>> Begin

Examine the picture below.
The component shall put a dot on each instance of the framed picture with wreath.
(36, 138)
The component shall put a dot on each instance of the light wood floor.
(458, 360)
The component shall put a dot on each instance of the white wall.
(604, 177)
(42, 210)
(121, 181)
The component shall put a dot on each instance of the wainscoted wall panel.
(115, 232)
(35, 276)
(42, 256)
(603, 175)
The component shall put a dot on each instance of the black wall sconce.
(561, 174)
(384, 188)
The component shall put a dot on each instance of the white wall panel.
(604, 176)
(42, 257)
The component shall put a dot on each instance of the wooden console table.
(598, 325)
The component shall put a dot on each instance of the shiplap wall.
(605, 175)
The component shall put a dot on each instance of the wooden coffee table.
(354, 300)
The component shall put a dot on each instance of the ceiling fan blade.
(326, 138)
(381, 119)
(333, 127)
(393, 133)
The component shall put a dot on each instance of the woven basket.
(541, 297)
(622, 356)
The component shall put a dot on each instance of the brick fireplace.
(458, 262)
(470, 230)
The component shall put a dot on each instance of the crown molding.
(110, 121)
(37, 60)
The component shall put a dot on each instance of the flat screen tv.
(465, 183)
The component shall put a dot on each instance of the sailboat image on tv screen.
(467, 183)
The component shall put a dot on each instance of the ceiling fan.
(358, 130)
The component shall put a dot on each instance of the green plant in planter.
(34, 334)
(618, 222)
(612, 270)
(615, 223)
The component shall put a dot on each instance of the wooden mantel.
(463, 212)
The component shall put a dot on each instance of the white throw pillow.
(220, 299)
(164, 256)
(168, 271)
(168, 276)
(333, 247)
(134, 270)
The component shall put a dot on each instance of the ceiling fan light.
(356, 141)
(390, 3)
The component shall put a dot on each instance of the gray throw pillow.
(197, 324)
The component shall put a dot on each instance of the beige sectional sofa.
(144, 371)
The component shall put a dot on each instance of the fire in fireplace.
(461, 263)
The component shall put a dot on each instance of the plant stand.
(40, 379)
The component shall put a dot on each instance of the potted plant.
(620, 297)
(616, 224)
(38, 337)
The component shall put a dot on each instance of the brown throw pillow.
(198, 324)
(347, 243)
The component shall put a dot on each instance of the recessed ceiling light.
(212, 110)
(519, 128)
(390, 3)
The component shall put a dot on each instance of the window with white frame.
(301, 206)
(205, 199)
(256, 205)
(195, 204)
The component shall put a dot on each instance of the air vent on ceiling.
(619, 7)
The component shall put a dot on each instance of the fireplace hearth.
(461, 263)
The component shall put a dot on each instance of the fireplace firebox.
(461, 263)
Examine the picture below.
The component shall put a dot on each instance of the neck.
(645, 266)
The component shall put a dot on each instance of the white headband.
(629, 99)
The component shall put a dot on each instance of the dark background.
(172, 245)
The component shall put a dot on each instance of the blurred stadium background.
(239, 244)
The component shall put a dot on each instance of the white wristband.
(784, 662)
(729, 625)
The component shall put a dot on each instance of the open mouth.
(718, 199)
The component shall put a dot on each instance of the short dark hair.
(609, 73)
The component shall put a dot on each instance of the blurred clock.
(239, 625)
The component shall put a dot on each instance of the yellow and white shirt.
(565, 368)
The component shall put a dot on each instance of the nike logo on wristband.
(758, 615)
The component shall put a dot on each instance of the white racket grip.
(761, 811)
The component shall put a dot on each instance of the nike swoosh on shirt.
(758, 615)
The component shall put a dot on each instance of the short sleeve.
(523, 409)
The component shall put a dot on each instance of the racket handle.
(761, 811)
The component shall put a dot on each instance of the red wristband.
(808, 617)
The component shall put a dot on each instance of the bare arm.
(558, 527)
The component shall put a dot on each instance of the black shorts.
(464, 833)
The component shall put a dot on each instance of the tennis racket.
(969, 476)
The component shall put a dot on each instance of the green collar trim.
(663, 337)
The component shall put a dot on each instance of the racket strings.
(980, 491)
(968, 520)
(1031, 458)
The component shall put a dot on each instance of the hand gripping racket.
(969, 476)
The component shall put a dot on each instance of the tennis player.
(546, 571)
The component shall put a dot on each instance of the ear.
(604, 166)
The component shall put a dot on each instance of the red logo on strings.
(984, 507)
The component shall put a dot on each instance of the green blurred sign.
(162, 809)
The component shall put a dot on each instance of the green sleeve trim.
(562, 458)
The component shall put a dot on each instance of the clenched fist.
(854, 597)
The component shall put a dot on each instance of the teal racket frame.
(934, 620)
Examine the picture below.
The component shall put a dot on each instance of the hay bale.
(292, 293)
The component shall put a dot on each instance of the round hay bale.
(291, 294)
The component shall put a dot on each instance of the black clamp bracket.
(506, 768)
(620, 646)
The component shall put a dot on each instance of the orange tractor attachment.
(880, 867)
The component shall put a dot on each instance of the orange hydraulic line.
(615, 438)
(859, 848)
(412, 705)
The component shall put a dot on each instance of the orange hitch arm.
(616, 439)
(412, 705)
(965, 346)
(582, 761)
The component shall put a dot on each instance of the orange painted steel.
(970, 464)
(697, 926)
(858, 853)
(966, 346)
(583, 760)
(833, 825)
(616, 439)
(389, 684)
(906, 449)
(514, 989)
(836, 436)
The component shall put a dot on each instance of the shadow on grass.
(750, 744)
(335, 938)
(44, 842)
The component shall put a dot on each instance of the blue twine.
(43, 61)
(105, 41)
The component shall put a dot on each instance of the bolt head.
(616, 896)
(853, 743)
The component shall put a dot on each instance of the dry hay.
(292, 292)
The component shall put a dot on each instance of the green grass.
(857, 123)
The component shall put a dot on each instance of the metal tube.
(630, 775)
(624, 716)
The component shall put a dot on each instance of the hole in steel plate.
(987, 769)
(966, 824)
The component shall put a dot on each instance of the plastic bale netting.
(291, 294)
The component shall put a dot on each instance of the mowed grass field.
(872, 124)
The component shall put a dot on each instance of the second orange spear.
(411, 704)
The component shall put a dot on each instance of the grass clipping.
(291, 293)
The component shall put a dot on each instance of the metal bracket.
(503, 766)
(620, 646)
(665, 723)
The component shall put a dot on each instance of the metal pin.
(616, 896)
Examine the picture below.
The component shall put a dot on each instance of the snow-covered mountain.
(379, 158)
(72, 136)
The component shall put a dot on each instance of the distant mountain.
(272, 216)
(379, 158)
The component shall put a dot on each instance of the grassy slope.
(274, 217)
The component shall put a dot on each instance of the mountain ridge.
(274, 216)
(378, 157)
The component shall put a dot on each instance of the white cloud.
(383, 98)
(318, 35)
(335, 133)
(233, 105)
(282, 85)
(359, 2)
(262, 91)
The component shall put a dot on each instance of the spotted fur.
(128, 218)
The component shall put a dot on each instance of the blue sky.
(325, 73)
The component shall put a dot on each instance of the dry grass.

>> End

Restate the data above word for word.

SOLUTION TO THIS PROBLEM:
Examine the picture below.
The component shall put a dot on each instance of the framed picture with wreath.
(36, 138)
The component shall put a dot on each instance of the light wood floor.
(458, 360)
The component shall put a dot on each instance of the white wall.
(604, 177)
(42, 210)
(121, 181)
The component shall put a dot on each instance of the wainscoted wall panel.
(115, 232)
(35, 276)
(42, 256)
(603, 175)
The component shall put a dot on each instance of the black wall sconce.
(561, 174)
(384, 188)
The component shall put a dot on each instance of the white wall panel.
(604, 176)
(42, 257)
The component shall put a dot on each instance of the wooden console table.
(598, 325)
The component shall put a dot on each instance of the shiplap wall.
(605, 175)
The component shall put a dot on each instance of the wooden coffee table.
(354, 300)
The component shall put a dot on each instance of the ceiling fan blade.
(326, 138)
(381, 119)
(333, 127)
(393, 133)
The component shall put a dot on each instance of the woven basket.
(541, 297)
(622, 356)
The component shall put a dot on each instance of the brick fireplace.
(458, 262)
(470, 230)
The component shall put a dot on each instance of the crown molding.
(110, 121)
(37, 60)
The component shall put a dot on each instance of the flat screen tv.
(465, 183)
The component shall put a dot on each instance of the sailboat image on tv screen.
(467, 183)
The component shall put a dot on each instance of the ceiling fan.
(358, 130)
The component shall put a dot on each instance of the green plant in planter.
(34, 334)
(618, 222)
(612, 270)
(615, 223)
The component shall put a dot on each instance of the wooden mantel.
(463, 212)
The component shall put a dot on each instance of the white throw pillow.
(220, 299)
(164, 256)
(168, 271)
(168, 276)
(333, 247)
(134, 270)
The component shall put a dot on each instance of the ceiling fan light.
(356, 141)
(390, 3)
The component shall put a dot on each instance of the gray throw pillow.
(197, 324)
The component shall put a dot on each instance of the beige sectional sofa.
(144, 371)
The component shall put a dot on each instance of the fire in fireplace.
(461, 263)
The component shall put a dot on each instance of the plant stand.
(40, 379)
The component shall put a dot on each instance of the potted plant.
(620, 297)
(616, 224)
(38, 337)
The component shall put a dot on each instance of the brown throw pillow.
(198, 324)
(347, 243)
The component shall put a dot on each instance of the recessed ceiling light.
(212, 110)
(519, 128)
(390, 3)
The component shall put a dot on each instance of the window with white frame.
(301, 206)
(205, 199)
(256, 205)
(195, 204)
The component shall put a dot on each instance of the air vent on ceiling.
(619, 7)
The component shall put a dot on each instance of the fireplace hearth.
(461, 263)
The component shall put a dot on each instance of the fireplace firebox.
(461, 263)
Examine the picture below.
The component shall put a dot on each instance of the neck.
(645, 266)
The component shall put a dot on each instance of the white headband.
(629, 99)
The component shall put a dot on each instance of the dark background.
(172, 245)
The component shall put a dot on each instance of the blurred stadium background.
(239, 244)
The component shall put a dot on each instance of the white wristband.
(784, 662)
(729, 625)
The component shall put a dot on each instance of the open mouth.
(718, 199)
The component shall put a dot on each instance of the short dark hair.
(609, 73)
The component shall put a dot on each instance of the blurred clock.
(239, 625)
The component shall put a dot on each instance of the yellow and white shirt.
(565, 368)
The component shall put a dot on each instance of the nike logo on wristband.
(758, 615)
The component shall put a dot on each instance of the white racket grip.
(761, 811)
The component shall put a dot on each instance of the nike swoosh on shirt.
(758, 615)
The component shall put a dot on each instance of the short sleeve.
(523, 409)
The component shall put a dot on each instance of the racket handle.
(761, 811)
The component shall put a dot on each instance of the red wristband.
(808, 617)
The component shall put a dot on each instance of the bare arm.
(558, 527)
The component shall put a dot on each instance of the black shorts.
(464, 833)
The component shall put a dot on each instance of the tennis racket.
(969, 476)
The component shall put a dot on each instance of the green collar trim.
(663, 337)
The component shall put a dot on each instance of the racket strings.
(980, 491)
(968, 520)
(1031, 458)
The component shall put a dot on each instance of the hand gripping racket.
(969, 476)
The component shall put a dot on each instance of the tennis player.
(546, 571)
The component shall put a dot on each instance of the ear.
(604, 166)
The component shall put a dot on each instance of the red logo on strings.
(984, 507)
The component shall put a dot on each instance of the green blurred sign.
(162, 809)
The component shall put a dot on each instance of the green sleeve trim.
(562, 458)
The component shall put a dot on each instance of the clenched fist.
(854, 597)
The component shall put a dot on each instance of the teal racket frame.
(934, 620)
Examine the picture below.
The component shall put a dot on each instance of the hay bale.
(292, 293)
The component shall put a dot on each instance of the round hay bale.
(291, 294)
The component shall put a dot on each instance of the black clamp bracket.
(506, 768)
(620, 646)
The component shall put a dot on each instance of the orange tractor attachment.
(880, 867)
The component shall put a dot on each instance of the orange hydraulic line.
(615, 438)
(859, 848)
(412, 705)
The component shall put a dot on each instance of the orange hitch arm.
(616, 439)
(412, 705)
(965, 346)
(582, 761)
The component shall put a dot on each instance of the orange painted steel.
(970, 464)
(697, 926)
(858, 853)
(966, 346)
(583, 760)
(833, 825)
(616, 439)
(389, 684)
(906, 449)
(514, 989)
(836, 436)
The component shall put a dot on each instance of the shadow on grass.
(750, 744)
(335, 938)
(44, 842)
The component shall put a dot on each instance of the blue twine.
(43, 61)
(105, 41)
The component shall put a dot on each instance of the bolt head.
(616, 896)
(853, 743)
The component shall put a dot on each instance of the dry hay.
(292, 292)
The component shall put a dot on each instance of the green grass.
(857, 123)
The component shall put a dot on each instance of the metal tube.
(630, 775)
(624, 716)
The component shall put a dot on each instance of the hole in steel plate.
(987, 769)
(966, 824)
The component shall put a dot on each instance of the plastic bale netting.
(291, 294)
The component shall put a dot on each instance of the mowed grass field.
(872, 124)
The component shall put a dot on each instance of the second orange spear.
(411, 704)
The component shall put a dot on each instance of the grass clipping.
(291, 293)
The component shall put a dot on each instance of the metal bracket.
(503, 766)
(620, 646)
(665, 723)
The component shall put a dot on each instance of the metal pin.
(616, 896)
Examine the picture below.
The component shall put a dot on each instance of the snow-covered mountain.
(379, 158)
(72, 136)
The component shall put a dot on each instance of the distant mountain.
(272, 216)
(379, 158)
The component shall put a dot on each instance of the grassy slope.
(274, 217)
The component shall put a dot on each instance of the mountain ridge.
(274, 216)
(378, 157)
The component shall put a dot on each instance of the white cloud.
(383, 98)
(318, 35)
(335, 133)
(233, 105)
(282, 85)
(359, 2)
(262, 91)
The component shall put a dot on each instance of the spotted fur.
(128, 218)
The component shall put a dot on each instance of the blue sky.
(325, 73)
The component shall put a dot on each instance of the dry grass.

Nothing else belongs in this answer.